— begin Passage provided —
# Catalogue: G 83-124 and beyond... of the FUTURE! (2010-2011 + upcoming works)



## Crudblud (Dec 29, 2011)

Numbers given after 124 are tentative... of the FUTURE TOMORROW!

G = Individual pieces
CD = Albums and EPs

*G catalogue*

2010
83 - George's Wedding
84 - Strings 1-25
85 - An Opera
86 - OOC
87 - So Far; Fish
88 - The Best Track on the Album (at the time I had no idea what to call it so I just called it that, because I thought it was)
89 - It's a Village Now
90 - Qukerthet I
91 - Qukerthet II
92 - When I was a Boy
93 - Seadasery
94a - Barn Conversation
94b - Querbabing
95 - Poppades
96 - Parahhrease
97 - Ashwadhu
98 - From Life
99 - To Understand
100 - Soul (also G.26b)
101 - Planetary Prologue
102 - Planetary Episode 1
103 - Park Pigs (or Vodarag Placées)
104 - Felasoh
105 - Uhr Hamat Ishanad
106 - ****-E
107 - Psotmead
108 - Xajae suite
109a - Adggs I
109b - Adggs II
110 - Slow Crab
111 - Bastardised Spanish Impressionist Time
112 - Fretboard No. 2
113 - Rhythmically Challenged Crab
114 - Ugly Rhythms and Crab Man
115 - Low Kung Fu Crosswords
116 - Oo
117 - Vomit Man
118 - Birthday Dance
119 - Today was Okay

2011 _(or the worst year of my life, reflected in how bad the music is, exceptions being 119 and 122)_
120 - Voodoo Shitbats Ate My Dick in Vietnam (in memoriam Don Van Vliet)
— end Passage provided —
— begin Given data —
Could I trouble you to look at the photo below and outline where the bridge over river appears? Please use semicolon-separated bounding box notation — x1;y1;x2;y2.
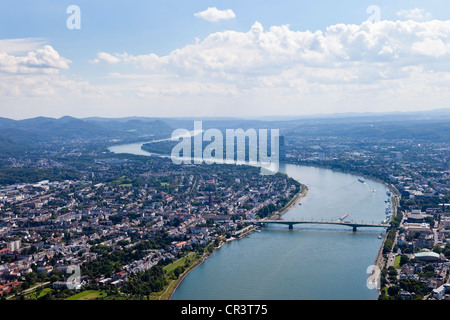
245;220;390;231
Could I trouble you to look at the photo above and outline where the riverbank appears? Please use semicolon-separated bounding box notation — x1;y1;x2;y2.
168;184;308;300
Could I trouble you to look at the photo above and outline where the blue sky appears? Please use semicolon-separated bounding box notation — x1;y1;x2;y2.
0;0;450;118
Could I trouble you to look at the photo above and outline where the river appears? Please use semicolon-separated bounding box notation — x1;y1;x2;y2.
110;143;388;300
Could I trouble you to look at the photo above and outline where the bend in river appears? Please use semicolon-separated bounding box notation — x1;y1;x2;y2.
110;143;387;300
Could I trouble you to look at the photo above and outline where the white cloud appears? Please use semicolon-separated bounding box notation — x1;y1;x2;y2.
397;8;432;21
0;40;71;73
84;20;450;114
194;7;236;22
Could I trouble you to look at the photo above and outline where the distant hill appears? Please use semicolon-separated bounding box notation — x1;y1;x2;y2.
0;116;173;157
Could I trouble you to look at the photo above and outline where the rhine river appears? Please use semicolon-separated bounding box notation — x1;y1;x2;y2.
110;143;388;300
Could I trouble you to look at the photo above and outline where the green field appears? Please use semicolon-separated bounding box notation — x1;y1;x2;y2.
66;290;106;300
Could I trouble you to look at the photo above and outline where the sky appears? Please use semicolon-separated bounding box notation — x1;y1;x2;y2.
0;0;450;119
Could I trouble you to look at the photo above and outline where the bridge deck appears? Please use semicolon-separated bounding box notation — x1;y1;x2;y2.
247;220;389;228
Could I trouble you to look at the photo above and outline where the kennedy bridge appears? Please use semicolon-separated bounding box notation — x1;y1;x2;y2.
245;219;390;232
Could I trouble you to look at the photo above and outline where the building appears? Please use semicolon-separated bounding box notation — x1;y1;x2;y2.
432;283;450;300
8;240;21;252
414;251;440;261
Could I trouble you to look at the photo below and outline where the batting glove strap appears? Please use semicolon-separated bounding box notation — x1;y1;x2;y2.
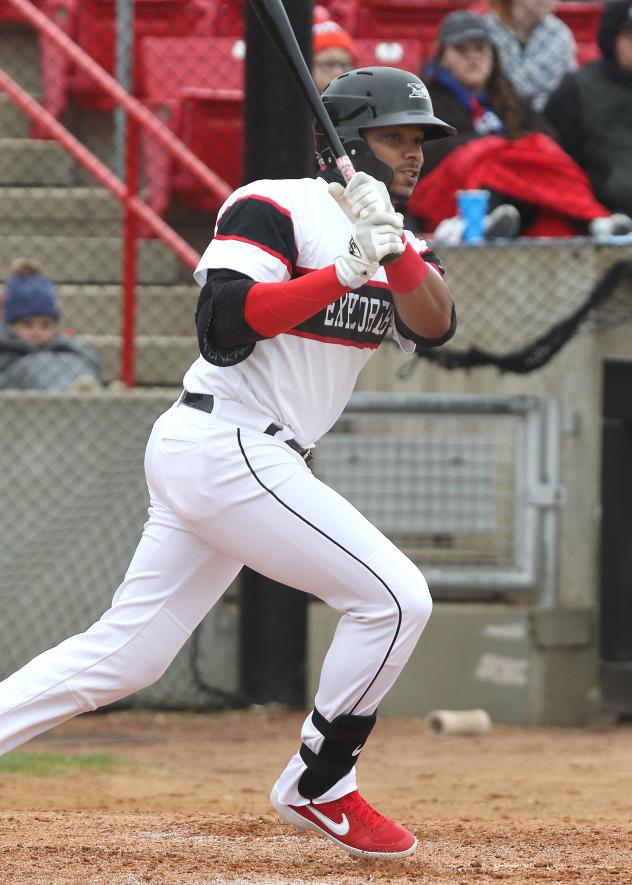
334;212;404;289
386;242;430;295
329;172;395;221
298;710;376;799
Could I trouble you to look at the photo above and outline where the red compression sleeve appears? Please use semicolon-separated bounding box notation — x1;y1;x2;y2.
384;242;430;295
244;264;347;338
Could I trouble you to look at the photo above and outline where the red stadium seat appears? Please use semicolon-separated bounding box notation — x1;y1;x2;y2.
577;43;601;65
140;37;245;214
353;37;432;74
553;2;603;44
139;36;246;98
213;0;242;37
143;87;244;215
356;0;471;40
41;0;208;116
322;0;361;35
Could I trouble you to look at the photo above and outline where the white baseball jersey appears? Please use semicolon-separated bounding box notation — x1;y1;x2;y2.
184;178;440;446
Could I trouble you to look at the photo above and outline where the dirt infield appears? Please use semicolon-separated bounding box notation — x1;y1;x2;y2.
0;711;632;885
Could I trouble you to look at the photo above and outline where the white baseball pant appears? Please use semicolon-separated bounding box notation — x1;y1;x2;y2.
0;400;431;804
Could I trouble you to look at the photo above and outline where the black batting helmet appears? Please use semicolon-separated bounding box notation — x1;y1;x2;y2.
322;67;456;142
316;67;456;187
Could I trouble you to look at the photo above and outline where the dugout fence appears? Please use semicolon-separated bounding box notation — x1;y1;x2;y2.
0;390;559;708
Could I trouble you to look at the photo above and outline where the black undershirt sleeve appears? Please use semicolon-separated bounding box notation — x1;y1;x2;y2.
195;268;264;365
395;249;456;350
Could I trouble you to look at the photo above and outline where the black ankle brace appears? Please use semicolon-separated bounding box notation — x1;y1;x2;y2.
298;710;376;799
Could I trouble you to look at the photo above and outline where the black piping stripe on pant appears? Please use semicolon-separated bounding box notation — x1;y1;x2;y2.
237;428;402;714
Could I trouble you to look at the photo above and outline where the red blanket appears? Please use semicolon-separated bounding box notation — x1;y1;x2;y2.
408;133;610;236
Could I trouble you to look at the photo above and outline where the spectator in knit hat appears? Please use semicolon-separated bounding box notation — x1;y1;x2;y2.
487;0;577;111
312;13;357;92
0;259;101;390
407;11;632;243
544;0;632;215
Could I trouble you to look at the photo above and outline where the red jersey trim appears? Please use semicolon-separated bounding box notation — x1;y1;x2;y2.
230;194;292;218
214;234;292;276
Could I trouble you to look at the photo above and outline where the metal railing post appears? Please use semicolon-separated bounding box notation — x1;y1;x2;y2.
113;0;135;178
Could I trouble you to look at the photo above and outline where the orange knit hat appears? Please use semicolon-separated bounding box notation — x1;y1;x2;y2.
312;19;358;61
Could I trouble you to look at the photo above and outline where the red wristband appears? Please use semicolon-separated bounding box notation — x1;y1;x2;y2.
244;264;347;338
384;242;430;295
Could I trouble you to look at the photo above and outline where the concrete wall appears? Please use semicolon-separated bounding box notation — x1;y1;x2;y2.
0;392;238;707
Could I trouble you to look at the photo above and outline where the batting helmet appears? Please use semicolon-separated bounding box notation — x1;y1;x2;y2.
316;67;456;187
322;67;456;142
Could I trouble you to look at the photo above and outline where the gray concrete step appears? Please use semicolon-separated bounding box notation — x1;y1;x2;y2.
78;335;200;387
0;138;75;187
0;94;41;138
0;235;183;285
0;22;42;93
0;187;122;237
57;285;199;338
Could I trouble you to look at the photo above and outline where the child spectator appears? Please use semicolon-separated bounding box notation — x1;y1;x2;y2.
544;0;632;215
488;0;577;111
312;6;357;92
408;10;632;243
0;258;101;390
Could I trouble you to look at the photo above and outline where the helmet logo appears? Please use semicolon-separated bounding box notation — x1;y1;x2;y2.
406;83;430;98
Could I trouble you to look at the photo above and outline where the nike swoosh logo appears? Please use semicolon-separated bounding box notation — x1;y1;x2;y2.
309;805;349;836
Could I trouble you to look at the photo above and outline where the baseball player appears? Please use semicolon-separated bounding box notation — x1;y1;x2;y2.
0;68;455;858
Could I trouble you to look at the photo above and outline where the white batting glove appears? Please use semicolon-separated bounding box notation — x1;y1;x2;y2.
329;172;395;221
334;212;406;290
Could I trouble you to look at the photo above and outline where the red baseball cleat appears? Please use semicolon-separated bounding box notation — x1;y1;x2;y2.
270;790;417;860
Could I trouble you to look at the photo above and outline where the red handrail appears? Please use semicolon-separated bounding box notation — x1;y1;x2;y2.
0;0;231;386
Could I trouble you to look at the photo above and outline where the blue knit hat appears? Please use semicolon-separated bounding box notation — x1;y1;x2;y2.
4;273;60;325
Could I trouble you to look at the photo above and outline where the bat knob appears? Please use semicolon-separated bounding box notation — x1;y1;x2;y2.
380;252;401;267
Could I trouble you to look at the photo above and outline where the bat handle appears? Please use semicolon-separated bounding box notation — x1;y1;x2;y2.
336;154;399;266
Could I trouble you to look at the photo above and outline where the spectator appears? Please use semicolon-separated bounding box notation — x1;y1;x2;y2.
544;0;632;215
488;0;577;111
0;259;101;390
408;10;632;243
312;13;357;92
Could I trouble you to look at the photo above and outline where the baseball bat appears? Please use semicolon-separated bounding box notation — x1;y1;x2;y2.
250;0;355;182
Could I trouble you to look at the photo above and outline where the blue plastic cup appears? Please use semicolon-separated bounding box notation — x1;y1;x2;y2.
456;190;489;243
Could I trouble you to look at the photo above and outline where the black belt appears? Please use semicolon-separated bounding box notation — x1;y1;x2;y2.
180;390;312;463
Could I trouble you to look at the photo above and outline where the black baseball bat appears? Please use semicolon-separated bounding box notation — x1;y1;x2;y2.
250;0;355;182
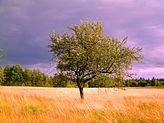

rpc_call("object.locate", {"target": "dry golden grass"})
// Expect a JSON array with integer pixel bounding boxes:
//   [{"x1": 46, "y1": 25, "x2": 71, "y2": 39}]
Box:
[{"x1": 0, "y1": 87, "x2": 164, "y2": 123}]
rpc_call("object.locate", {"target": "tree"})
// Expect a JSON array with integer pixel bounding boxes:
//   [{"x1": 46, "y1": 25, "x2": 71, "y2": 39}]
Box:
[
  {"x1": 10, "y1": 64, "x2": 24, "y2": 85},
  {"x1": 23, "y1": 68, "x2": 32, "y2": 86},
  {"x1": 49, "y1": 20, "x2": 143, "y2": 99}
]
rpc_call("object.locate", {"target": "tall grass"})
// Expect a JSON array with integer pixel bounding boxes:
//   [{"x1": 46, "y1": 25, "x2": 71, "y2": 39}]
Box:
[{"x1": 0, "y1": 87, "x2": 164, "y2": 123}]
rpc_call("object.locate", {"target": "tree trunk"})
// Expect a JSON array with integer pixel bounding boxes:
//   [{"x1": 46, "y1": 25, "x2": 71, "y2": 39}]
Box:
[
  {"x1": 79, "y1": 87, "x2": 84, "y2": 100},
  {"x1": 77, "y1": 81, "x2": 84, "y2": 100}
]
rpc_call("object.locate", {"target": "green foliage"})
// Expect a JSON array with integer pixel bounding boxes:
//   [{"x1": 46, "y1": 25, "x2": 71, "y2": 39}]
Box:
[{"x1": 49, "y1": 20, "x2": 143, "y2": 98}]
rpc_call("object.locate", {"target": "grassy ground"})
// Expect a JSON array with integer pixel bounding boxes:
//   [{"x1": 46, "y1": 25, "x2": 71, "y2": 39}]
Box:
[{"x1": 0, "y1": 87, "x2": 164, "y2": 123}]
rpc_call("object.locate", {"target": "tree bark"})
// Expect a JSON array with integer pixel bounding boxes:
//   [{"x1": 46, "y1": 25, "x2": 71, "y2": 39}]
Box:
[
  {"x1": 77, "y1": 81, "x2": 84, "y2": 100},
  {"x1": 79, "y1": 87, "x2": 84, "y2": 100}
]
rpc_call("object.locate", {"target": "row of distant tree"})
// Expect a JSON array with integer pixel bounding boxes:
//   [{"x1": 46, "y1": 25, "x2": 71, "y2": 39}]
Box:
[{"x1": 0, "y1": 64, "x2": 164, "y2": 87}]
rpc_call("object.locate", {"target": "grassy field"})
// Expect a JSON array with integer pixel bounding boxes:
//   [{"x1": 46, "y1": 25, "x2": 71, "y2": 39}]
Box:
[{"x1": 0, "y1": 86, "x2": 164, "y2": 123}]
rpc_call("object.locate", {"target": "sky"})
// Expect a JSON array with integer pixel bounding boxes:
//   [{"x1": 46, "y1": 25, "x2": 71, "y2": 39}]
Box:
[{"x1": 0, "y1": 0, "x2": 164, "y2": 78}]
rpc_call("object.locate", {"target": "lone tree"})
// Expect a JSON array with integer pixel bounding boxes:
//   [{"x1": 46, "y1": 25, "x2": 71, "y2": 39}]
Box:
[{"x1": 49, "y1": 20, "x2": 143, "y2": 99}]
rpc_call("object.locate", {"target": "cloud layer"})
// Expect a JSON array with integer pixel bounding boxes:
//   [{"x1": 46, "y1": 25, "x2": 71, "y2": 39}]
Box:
[{"x1": 0, "y1": 0, "x2": 164, "y2": 77}]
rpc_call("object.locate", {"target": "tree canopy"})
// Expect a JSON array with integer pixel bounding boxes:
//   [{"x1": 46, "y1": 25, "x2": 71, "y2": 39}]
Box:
[{"x1": 49, "y1": 20, "x2": 143, "y2": 98}]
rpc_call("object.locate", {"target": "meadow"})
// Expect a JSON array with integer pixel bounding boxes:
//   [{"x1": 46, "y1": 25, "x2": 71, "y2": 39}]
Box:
[{"x1": 0, "y1": 86, "x2": 164, "y2": 123}]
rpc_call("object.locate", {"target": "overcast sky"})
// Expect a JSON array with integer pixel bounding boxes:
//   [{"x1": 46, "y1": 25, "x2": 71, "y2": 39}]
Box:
[{"x1": 0, "y1": 0, "x2": 164, "y2": 77}]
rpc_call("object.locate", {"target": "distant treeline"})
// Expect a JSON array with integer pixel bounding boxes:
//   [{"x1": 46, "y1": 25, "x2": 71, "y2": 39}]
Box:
[{"x1": 0, "y1": 64, "x2": 164, "y2": 87}]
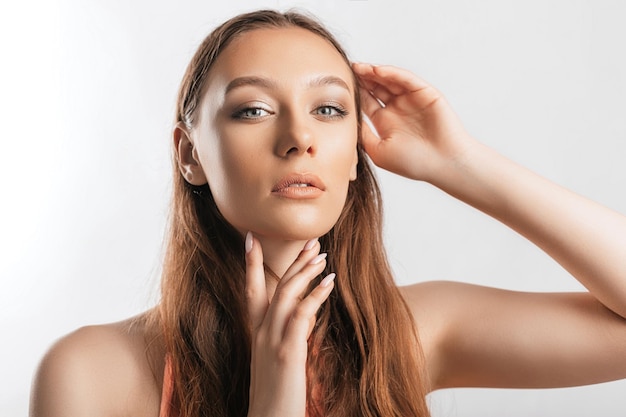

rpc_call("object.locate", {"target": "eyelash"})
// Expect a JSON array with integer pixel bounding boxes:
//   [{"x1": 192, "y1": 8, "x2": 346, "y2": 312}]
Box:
[
  {"x1": 231, "y1": 103, "x2": 348, "y2": 120},
  {"x1": 315, "y1": 103, "x2": 348, "y2": 119}
]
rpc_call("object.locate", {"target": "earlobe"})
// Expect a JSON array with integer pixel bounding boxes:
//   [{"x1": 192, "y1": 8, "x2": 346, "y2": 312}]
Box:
[
  {"x1": 350, "y1": 150, "x2": 359, "y2": 181},
  {"x1": 173, "y1": 123, "x2": 207, "y2": 185}
]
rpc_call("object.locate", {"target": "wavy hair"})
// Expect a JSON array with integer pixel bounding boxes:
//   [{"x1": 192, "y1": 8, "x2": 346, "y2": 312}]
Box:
[{"x1": 158, "y1": 10, "x2": 429, "y2": 417}]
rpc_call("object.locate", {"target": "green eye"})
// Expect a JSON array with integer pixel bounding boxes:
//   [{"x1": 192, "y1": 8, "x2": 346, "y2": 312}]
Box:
[
  {"x1": 315, "y1": 105, "x2": 348, "y2": 119},
  {"x1": 233, "y1": 107, "x2": 270, "y2": 119}
]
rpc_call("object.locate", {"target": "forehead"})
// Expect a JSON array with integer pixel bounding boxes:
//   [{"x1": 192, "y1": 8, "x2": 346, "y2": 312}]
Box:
[{"x1": 208, "y1": 27, "x2": 353, "y2": 90}]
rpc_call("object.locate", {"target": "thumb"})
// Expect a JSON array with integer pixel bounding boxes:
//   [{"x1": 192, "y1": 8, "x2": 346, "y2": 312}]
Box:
[{"x1": 245, "y1": 232, "x2": 269, "y2": 331}]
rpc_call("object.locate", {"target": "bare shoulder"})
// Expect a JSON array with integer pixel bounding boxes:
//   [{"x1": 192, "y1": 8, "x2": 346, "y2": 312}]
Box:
[{"x1": 30, "y1": 313, "x2": 163, "y2": 417}]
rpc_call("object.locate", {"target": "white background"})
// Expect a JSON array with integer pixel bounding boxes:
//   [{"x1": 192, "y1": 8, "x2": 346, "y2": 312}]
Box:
[{"x1": 0, "y1": 0, "x2": 626, "y2": 417}]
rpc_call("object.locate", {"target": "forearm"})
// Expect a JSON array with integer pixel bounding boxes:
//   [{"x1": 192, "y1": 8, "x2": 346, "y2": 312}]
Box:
[{"x1": 433, "y1": 139, "x2": 626, "y2": 317}]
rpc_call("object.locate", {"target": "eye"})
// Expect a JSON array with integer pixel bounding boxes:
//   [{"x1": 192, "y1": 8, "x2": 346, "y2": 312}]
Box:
[
  {"x1": 314, "y1": 104, "x2": 348, "y2": 119},
  {"x1": 232, "y1": 107, "x2": 271, "y2": 120}
]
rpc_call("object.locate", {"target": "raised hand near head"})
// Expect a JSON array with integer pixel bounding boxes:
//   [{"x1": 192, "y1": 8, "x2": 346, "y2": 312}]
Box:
[{"x1": 352, "y1": 64, "x2": 473, "y2": 182}]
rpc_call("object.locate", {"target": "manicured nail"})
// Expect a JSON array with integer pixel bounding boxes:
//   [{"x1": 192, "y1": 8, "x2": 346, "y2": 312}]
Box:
[
  {"x1": 246, "y1": 232, "x2": 253, "y2": 253},
  {"x1": 309, "y1": 253, "x2": 328, "y2": 265},
  {"x1": 320, "y1": 272, "x2": 337, "y2": 287},
  {"x1": 304, "y1": 238, "x2": 317, "y2": 250}
]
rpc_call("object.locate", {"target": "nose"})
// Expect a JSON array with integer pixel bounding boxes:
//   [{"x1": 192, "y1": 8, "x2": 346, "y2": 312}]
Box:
[{"x1": 276, "y1": 108, "x2": 317, "y2": 158}]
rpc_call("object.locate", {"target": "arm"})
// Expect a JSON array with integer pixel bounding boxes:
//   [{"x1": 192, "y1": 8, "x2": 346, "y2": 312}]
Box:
[
  {"x1": 30, "y1": 324, "x2": 162, "y2": 417},
  {"x1": 354, "y1": 64, "x2": 626, "y2": 386}
]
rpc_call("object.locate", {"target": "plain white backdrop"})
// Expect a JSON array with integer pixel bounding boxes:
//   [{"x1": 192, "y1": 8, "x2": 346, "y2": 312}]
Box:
[{"x1": 0, "y1": 0, "x2": 626, "y2": 417}]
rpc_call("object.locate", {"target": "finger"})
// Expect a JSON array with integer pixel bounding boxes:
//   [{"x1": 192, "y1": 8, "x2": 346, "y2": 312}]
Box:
[
  {"x1": 278, "y1": 239, "x2": 320, "y2": 287},
  {"x1": 283, "y1": 273, "x2": 335, "y2": 344},
  {"x1": 370, "y1": 84, "x2": 399, "y2": 107},
  {"x1": 267, "y1": 254, "x2": 326, "y2": 343},
  {"x1": 245, "y1": 232, "x2": 269, "y2": 331},
  {"x1": 361, "y1": 88, "x2": 383, "y2": 119},
  {"x1": 353, "y1": 64, "x2": 432, "y2": 94}
]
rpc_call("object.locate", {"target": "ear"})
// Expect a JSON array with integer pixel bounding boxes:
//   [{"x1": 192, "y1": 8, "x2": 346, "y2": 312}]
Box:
[
  {"x1": 173, "y1": 122, "x2": 207, "y2": 185},
  {"x1": 350, "y1": 146, "x2": 359, "y2": 181}
]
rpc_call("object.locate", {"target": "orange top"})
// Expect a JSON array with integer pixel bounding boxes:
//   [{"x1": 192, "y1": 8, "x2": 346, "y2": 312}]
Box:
[{"x1": 159, "y1": 355, "x2": 177, "y2": 417}]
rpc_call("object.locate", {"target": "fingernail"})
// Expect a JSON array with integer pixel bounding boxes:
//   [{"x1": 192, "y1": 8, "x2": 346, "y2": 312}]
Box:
[
  {"x1": 309, "y1": 253, "x2": 328, "y2": 265},
  {"x1": 246, "y1": 232, "x2": 253, "y2": 253},
  {"x1": 320, "y1": 272, "x2": 337, "y2": 287},
  {"x1": 304, "y1": 238, "x2": 317, "y2": 250}
]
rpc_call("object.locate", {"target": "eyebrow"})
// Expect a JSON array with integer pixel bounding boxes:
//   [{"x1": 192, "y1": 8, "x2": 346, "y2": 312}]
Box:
[{"x1": 224, "y1": 75, "x2": 351, "y2": 94}]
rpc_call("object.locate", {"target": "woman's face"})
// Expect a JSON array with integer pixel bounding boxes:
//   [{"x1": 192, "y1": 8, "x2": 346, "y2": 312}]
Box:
[{"x1": 191, "y1": 28, "x2": 358, "y2": 240}]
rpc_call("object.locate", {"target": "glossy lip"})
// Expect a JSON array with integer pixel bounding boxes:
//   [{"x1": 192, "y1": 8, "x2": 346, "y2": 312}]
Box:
[{"x1": 272, "y1": 174, "x2": 326, "y2": 199}]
— end Given data —
Exercise task ▸
In the catalogue above, which piece is noted as also being G.26b?

Result of the exercise ▸
Piece 100, "Soul."